*** Records for the exercise ***
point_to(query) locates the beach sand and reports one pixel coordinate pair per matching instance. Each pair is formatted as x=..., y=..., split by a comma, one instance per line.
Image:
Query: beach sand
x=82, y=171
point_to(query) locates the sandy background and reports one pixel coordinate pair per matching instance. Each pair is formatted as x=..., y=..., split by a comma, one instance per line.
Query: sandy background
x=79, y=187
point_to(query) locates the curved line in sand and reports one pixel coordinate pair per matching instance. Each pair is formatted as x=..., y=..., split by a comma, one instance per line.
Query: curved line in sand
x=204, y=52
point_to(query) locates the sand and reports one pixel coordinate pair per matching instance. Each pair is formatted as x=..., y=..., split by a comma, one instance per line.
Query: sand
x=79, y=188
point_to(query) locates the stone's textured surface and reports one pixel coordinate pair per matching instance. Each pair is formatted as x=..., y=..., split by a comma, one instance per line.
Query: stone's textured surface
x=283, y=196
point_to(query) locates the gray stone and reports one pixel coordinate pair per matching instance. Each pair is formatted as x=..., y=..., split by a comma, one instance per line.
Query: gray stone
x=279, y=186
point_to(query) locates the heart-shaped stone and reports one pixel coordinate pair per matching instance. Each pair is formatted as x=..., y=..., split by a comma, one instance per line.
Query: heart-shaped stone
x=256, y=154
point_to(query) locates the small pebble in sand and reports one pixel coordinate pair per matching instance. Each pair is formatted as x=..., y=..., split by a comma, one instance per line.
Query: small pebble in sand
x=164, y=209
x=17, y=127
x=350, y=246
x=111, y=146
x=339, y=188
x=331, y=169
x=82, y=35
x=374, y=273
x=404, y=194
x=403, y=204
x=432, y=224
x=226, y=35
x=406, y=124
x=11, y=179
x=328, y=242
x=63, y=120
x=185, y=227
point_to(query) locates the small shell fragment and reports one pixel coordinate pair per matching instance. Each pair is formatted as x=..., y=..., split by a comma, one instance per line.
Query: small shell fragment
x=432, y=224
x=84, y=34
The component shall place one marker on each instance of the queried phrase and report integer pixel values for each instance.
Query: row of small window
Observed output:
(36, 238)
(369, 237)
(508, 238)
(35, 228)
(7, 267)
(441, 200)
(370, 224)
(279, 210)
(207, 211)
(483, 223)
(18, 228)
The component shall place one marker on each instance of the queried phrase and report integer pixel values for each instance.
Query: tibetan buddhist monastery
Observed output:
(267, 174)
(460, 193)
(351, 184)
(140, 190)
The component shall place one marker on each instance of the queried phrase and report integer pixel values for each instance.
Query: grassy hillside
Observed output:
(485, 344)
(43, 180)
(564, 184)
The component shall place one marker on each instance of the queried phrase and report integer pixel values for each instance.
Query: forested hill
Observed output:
*** End of Records for the exercise ***
Task statement> Please repeat the data in full so that nothing differs from the original.

Exercise result>
point_to(query) locates the beach sand and reports one pixel coordinate pair per matching instance. Each pair is formatted as x=..., y=..., split by a comma, one instance per line.
Image:
Query: beach sand
x=82, y=171
point_to(query) locates the sandy background and reports one pixel coordinate pair per matching instance. Each pair is formatted as x=..., y=..., split by a comma, one instance per line.
Query: sandy background
x=79, y=187
point_to(query) locates the curved line in sand and reports one pixel coordinate pair per matching instance. Each pair is formatted as x=..., y=..., split by a comma, one instance per line.
Query: curved line in sand
x=204, y=52
point_to(query) locates the sand and reports one pixel coordinate pair per matching instance. Each pair is formatted as x=..., y=..., split by a comma, one instance per line.
Query: sand
x=79, y=188
point_to(query) locates the stone's textured surface and reports one pixel coordinate pair per matching instance. Each pair is formatted as x=..., y=..., split by a comma, one instance per line.
Query: stone's textured surface
x=283, y=196
point_to(query) locates the gray stone and reports one pixel coordinate pair per matching instance. Each pair is formatted as x=..., y=..., split by a comma, one instance per line.
Query: gray stone
x=279, y=186
point_to(query) locates the heart-shaped stone and reports one pixel coordinate pair per matching instance. Each pair is formatted as x=..., y=..., split by a comma, one instance per line.
Query: heart-shaped stone
x=256, y=154
point_to(query) locates the small pebble in sand and reports one pixel coordinate pair per matching instance. Each pair is formatted as x=..., y=..., split by a comma, one instance per line.
Query: small pebble in sand
x=164, y=209
x=17, y=127
x=350, y=246
x=111, y=146
x=339, y=188
x=331, y=169
x=82, y=35
x=374, y=273
x=404, y=194
x=403, y=204
x=432, y=224
x=226, y=35
x=406, y=124
x=11, y=179
x=328, y=242
x=63, y=120
x=185, y=227
point_to(query) locates the small shell fragment and reports one pixel coordinate pair per matching instance. Each pair is formatted as x=..., y=..., split by a comma, one instance per line.
Query: small shell fragment
x=432, y=224
x=84, y=34
The component shall place one marker on each instance of the queried phrase and report integer pixel values for each instance.
Query: row of small window
Observed output:
(36, 238)
(369, 237)
(508, 238)
(35, 228)
(7, 267)
(441, 200)
(370, 224)
(279, 210)
(207, 211)
(483, 223)
(18, 228)
The component shall place one marker on each instance of the queried phrase and report integer pixel values for each instance.
Query: tibetan buddhist monastery
Observed output:
(267, 174)
(460, 193)
(351, 184)
(140, 190)
The component shall place one marker on each instance of the queried phrase and report integer pixel values for each instance.
Query: grassy hillside
Observed output:
(485, 344)
(43, 180)
(564, 184)
The component shall place one marker on each instance of the queried phrase and report integer pixel values for each instance.
Query: forested hill
Observed output:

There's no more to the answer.